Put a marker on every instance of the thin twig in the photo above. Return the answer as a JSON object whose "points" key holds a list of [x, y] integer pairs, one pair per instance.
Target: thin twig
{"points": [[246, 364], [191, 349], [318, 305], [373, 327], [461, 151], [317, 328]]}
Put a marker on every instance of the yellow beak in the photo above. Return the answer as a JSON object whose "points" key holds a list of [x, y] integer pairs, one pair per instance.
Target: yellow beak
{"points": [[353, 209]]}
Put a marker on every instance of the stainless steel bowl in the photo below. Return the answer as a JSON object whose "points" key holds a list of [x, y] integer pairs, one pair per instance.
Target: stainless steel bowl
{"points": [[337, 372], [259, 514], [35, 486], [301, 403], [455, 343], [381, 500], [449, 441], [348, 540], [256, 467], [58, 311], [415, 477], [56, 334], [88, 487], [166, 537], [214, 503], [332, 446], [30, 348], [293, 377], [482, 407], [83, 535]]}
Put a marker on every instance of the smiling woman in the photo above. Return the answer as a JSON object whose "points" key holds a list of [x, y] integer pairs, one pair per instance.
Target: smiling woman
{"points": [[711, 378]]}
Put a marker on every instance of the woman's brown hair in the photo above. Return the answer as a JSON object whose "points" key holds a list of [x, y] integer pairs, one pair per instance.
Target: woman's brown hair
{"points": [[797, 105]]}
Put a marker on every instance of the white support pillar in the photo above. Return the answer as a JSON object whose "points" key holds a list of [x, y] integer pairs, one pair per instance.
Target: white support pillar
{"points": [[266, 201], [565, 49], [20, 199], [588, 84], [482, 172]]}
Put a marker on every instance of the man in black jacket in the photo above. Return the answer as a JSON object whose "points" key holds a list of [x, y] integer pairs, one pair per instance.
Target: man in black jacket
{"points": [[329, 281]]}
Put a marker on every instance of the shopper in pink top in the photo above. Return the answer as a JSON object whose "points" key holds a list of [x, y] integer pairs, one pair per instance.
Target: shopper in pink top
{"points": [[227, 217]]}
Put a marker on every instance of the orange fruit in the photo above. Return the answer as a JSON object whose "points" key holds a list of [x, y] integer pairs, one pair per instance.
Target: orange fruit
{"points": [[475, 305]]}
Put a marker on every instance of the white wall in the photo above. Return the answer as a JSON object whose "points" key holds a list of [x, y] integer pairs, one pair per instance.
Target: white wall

══════

Assignment
Word for word, restate the lines running from the one containing "Put a marker on every instance of the shopper" through the final line of the records above, and nothing besides.

Result of the exercise
Put a marker on every instance of the shopper in pink top in the photo above. Return the answer as a JSON object whose "points" key holds a list of [x, y] integer pairs, one pair per instance.
Target: shopper in pink top
{"points": [[227, 217]]}
Put a marker on every instance of the orange fruit in the photo above. Return the answer as a JSON object whose "points" key holds a list of [x, y] integer pairs, one pair per instance.
Target: orange fruit
{"points": [[475, 305]]}
Put a marker on every instance of the white wall in the photo above. Return the answer as a JSON object whose "points" key holds a list of [x, y] integer pairs, one pair per instance.
Target: white wall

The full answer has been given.